Copy out each line of the material in which the word "clicks" can be found.

[Start of section]

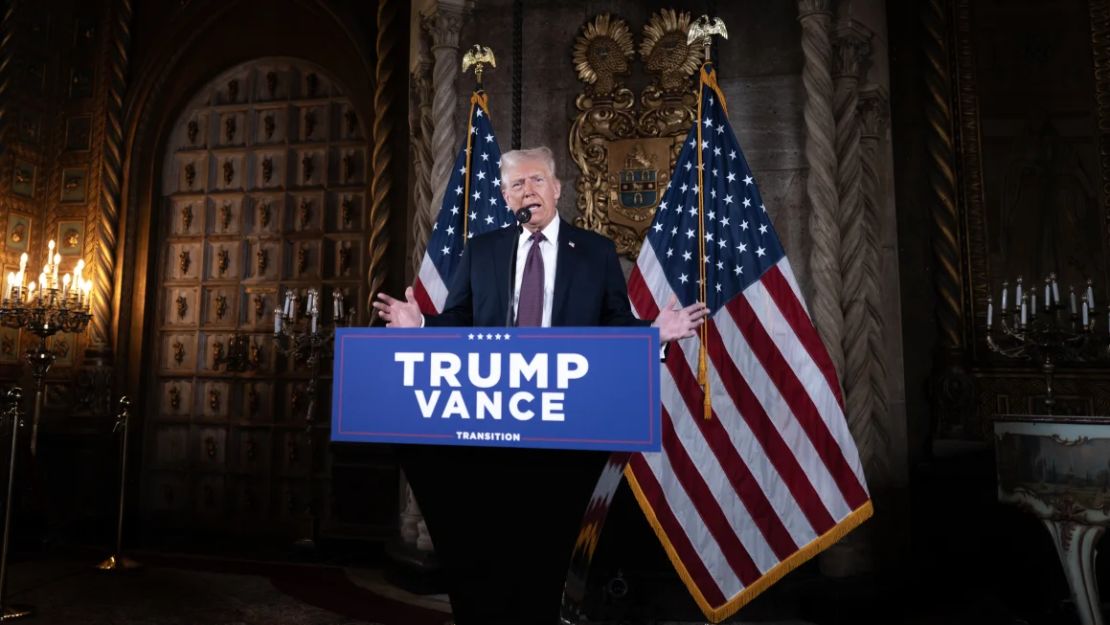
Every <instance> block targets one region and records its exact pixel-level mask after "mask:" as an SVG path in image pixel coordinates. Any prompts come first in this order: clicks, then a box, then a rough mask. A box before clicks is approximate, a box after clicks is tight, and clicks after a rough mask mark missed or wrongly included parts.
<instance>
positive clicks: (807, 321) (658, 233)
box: [625, 63, 871, 621]
mask: <svg viewBox="0 0 1110 625" xmlns="http://www.w3.org/2000/svg"><path fill="white" fill-rule="evenodd" d="M700 83H702V87H700V104H699V108H698V123H696V124H695V125H694V128H692V129H690V132H689V135H688V137H687V138H686V143H685V144H684V147H683V150H682V152H680V154H679V157H678V163H677V165H676V168H675V172H674V175H673V177H672V182H670V184H669V185H668V189H667V191H666V192H665V194H664V198H663V201H662V202H660V203H659V206H658V209H657V211H656V215H655V220H654V222H653V224H652V228H650V230H649V231H648V234H647V238H646V240H645V243H644V246H643V248H642V250H640V254H639V259H638V261H637V264H636V268H635V269H634V270H633V274H632V276H630V278H629V289H628V292H629V299H630V300H632V302H633V306H634V308H635V310H636V313H637V314H638V315H639V316H640V317H642V319H654V317H655V316H656V315H657V314H658V311H659V308H660V306H663V305H665V304H666V303H667V302H668V301H669V299H670V296H672V294H676V295H677V296H678V300H679V302H682V304H683V305H686V304H690V303H693V302H695V301H698V300H702V299H703V298H705V302H706V304H707V305H708V308H709V317H708V320H707V322H706V324H705V329H704V331H703V332H702V334H700V336H699V337H694V339H688V340H684V341H679V342H678V343H677V344H674V345H672V347H670V350H669V353H668V354H667V359H666V362H665V364H664V372H663V380H664V383H663V384H664V386H663V393H662V395H663V433H664V437H663V451H662V452H658V453H644V454H636V455H634V456H633V458H632V461H630V464H629V465H628V467H627V468H626V471H625V474H626V476H627V477H628V481H629V484H630V485H632V488H633V492H634V493H635V495H636V497H637V500H638V501H639V504H640V507H642V508H643V510H644V513H645V514H646V515H647V517H648V521H649V523H650V524H652V526H653V527H654V530H655V532H656V534H657V535H658V537H659V540H660V542H662V543H663V546H664V548H665V550H666V552H667V554H668V555H669V557H670V561H672V563H673V564H674V565H675V568H676V569H677V572H678V574H679V576H680V577H682V578H683V581H684V582H685V584H686V586H687V588H688V589H689V591H690V593H692V594H693V596H694V598H695V601H696V602H697V603H698V605H699V606H700V607H702V611H703V612H704V613H705V615H706V617H707V618H709V619H710V621H720V619H723V618H727V617H728V616H730V615H733V614H734V613H735V612H736V611H737V609H739V608H740V607H741V606H743V605H745V604H746V603H747V602H749V601H751V598H754V597H755V596H756V595H758V594H759V593H760V592H763V591H764V589H766V588H767V587H768V586H769V585H770V584H773V583H774V582H776V581H777V579H779V578H780V577H783V576H784V575H785V574H786V573H788V572H790V571H793V569H794V568H796V567H797V566H799V565H800V564H801V563H804V562H805V561H807V560H809V558H810V557H813V556H814V555H816V554H817V553H819V552H820V551H821V550H824V548H826V547H827V546H829V545H830V544H833V543H835V542H836V541H837V540H839V538H840V537H841V536H844V535H845V534H846V533H848V532H849V531H850V530H852V528H854V527H856V526H857V525H859V524H860V523H862V522H864V521H865V520H866V518H868V517H869V516H870V515H871V502H870V496H869V494H868V491H867V484H866V483H865V480H864V471H862V467H861V466H860V462H859V455H858V452H857V450H856V444H855V441H854V440H852V437H851V434H850V433H849V431H848V425H847V422H846V420H845V416H844V401H842V399H841V396H840V385H839V383H838V381H837V376H836V370H835V369H834V366H833V362H831V361H830V359H829V356H828V353H827V352H826V350H825V347H824V345H823V344H821V341H820V339H819V337H818V334H817V331H816V329H815V327H814V324H813V322H811V320H810V317H809V313H808V311H807V310H806V306H805V303H804V301H803V298H801V293H800V291H799V289H798V284H797V281H796V280H795V278H794V272H793V271H791V270H790V264H789V262H788V261H787V259H786V253H785V252H784V250H783V245H781V243H780V242H779V240H778V236H776V234H775V229H774V226H773V225H771V221H770V216H769V215H768V213H767V209H766V206H765V205H764V202H763V199H761V198H760V195H759V190H758V189H757V187H756V183H755V179H754V178H753V175H751V170H750V169H749V168H748V164H747V162H746V161H745V159H744V154H743V153H741V152H740V147H739V143H738V142H737V141H736V135H735V134H734V133H733V130H731V128H730V127H729V124H728V118H727V117H726V109H725V98H724V95H723V94H722V91H720V89H719V87H718V85H717V80H716V72H715V71H714V70H713V67H712V64H709V63H706V64H705V65H703V68H702V72H700ZM703 281H704V283H705V289H704V290H703V289H702V283H703ZM703 346H704V350H705V354H706V359H707V367H706V377H707V385H708V395H709V405H710V406H712V412H709V413H708V414H707V410H706V407H707V406H706V405H705V403H704V400H705V392H704V387H703V386H702V384H700V383H699V371H698V364H699V355H700V354H699V352H700V351H702V350H703Z"/></svg>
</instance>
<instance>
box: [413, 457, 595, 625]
mask: <svg viewBox="0 0 1110 625" xmlns="http://www.w3.org/2000/svg"><path fill="white" fill-rule="evenodd" d="M394 450H395V453H396V454H397V457H398V460H400V461H401V465H402V468H403V470H404V472H405V475H406V476H407V477H408V482H410V484H411V485H412V487H413V494H414V495H415V496H416V502H417V503H418V504H420V508H421V512H422V513H423V515H424V521H425V522H426V523H427V528H428V533H430V534H431V536H432V542H433V543H434V544H435V553H436V556H437V557H438V560H440V562H441V564H442V565H443V574H444V583H445V585H446V589H447V594H448V595H450V596H451V606H452V619H453V621H454V623H455V625H556V624H558V623H559V622H561V619H559V615H561V613H562V608H563V592H564V586H565V583H566V578H567V569H568V567H569V565H571V558H572V553H573V552H574V546H575V541H576V538H577V537H578V530H579V528H581V526H582V521H583V515H584V513H585V512H586V507H587V504H588V503H589V498H591V495H592V494H593V490H594V486H595V484H596V483H597V478H598V476H599V475H601V474H602V470H603V468H604V466H605V464H606V462H607V461H608V457H609V453H608V452H581V451H562V450H519V448H501V447H451V446H433V445H396V446H395V447H394Z"/></svg>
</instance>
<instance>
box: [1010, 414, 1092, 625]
mask: <svg viewBox="0 0 1110 625" xmlns="http://www.w3.org/2000/svg"><path fill="white" fill-rule="evenodd" d="M995 451H996V458H997V466H998V498H999V501H1001V502H1005V503H1011V504H1016V505H1018V506H1020V507H1021V508H1023V510H1026V511H1028V512H1030V513H1032V514H1033V515H1035V516H1037V517H1038V518H1040V520H1041V522H1043V523H1045V527H1047V528H1048V532H1049V534H1051V535H1052V542H1053V543H1055V544H1056V551H1057V553H1058V554H1059V556H1060V562H1061V564H1063V572H1064V574H1066V575H1067V578H1068V585H1069V586H1070V588H1071V595H1072V598H1074V601H1076V607H1077V609H1078V611H1079V621H1080V623H1082V624H1083V625H1102V612H1101V607H1100V603H1099V588H1098V582H1097V579H1096V578H1094V557H1096V555H1097V544H1098V540H1099V537H1100V536H1101V535H1102V532H1103V531H1104V530H1106V527H1107V526H1108V525H1110V417H1090V416H1040V415H1029V416H1025V415H1006V416H998V417H996V420H995Z"/></svg>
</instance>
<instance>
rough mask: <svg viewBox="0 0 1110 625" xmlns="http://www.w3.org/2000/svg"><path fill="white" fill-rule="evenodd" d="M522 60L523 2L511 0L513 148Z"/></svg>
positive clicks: (523, 30) (516, 140) (519, 103)
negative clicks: (512, 12) (512, 74)
mask: <svg viewBox="0 0 1110 625" xmlns="http://www.w3.org/2000/svg"><path fill="white" fill-rule="evenodd" d="M523 62H524V2H523V1H522V0H513V149H514V150H519V149H521V82H522V80H523V79H522V75H523V73H524V72H523V71H522V67H521V65H522V64H523Z"/></svg>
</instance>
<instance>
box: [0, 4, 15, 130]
mask: <svg viewBox="0 0 1110 625" xmlns="http://www.w3.org/2000/svg"><path fill="white" fill-rule="evenodd" d="M14 13H16V0H9V1H8V3H7V7H6V8H4V12H3V19H2V20H0V144H3V143H4V141H3V139H4V130H7V127H8V124H9V122H10V121H11V120H10V119H9V118H10V117H11V110H10V108H9V107H8V102H9V100H10V97H9V93H8V92H9V90H10V88H11V74H12V64H11V49H12V41H11V39H12V36H13V34H14V30H16V22H14V20H13V19H12V16H13V14H14Z"/></svg>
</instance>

[End of section]

→ ANSWER TO THIS EXERCISE
Every <instance> block targets one region and records its exact pixel-level mask after "mask:" as an SVG path in image pixel coordinates. Any prompts come first in this order: clicks, then a box, then a rough mask. A box before clicks is approximate, a box after clicks is tight, and clicks after a rough mask mark missed or wrongly included parts.
positive clicks: (807, 321) (658, 233)
positive clicks: (523, 30) (516, 140) (519, 103)
negative clicks: (512, 12) (512, 74)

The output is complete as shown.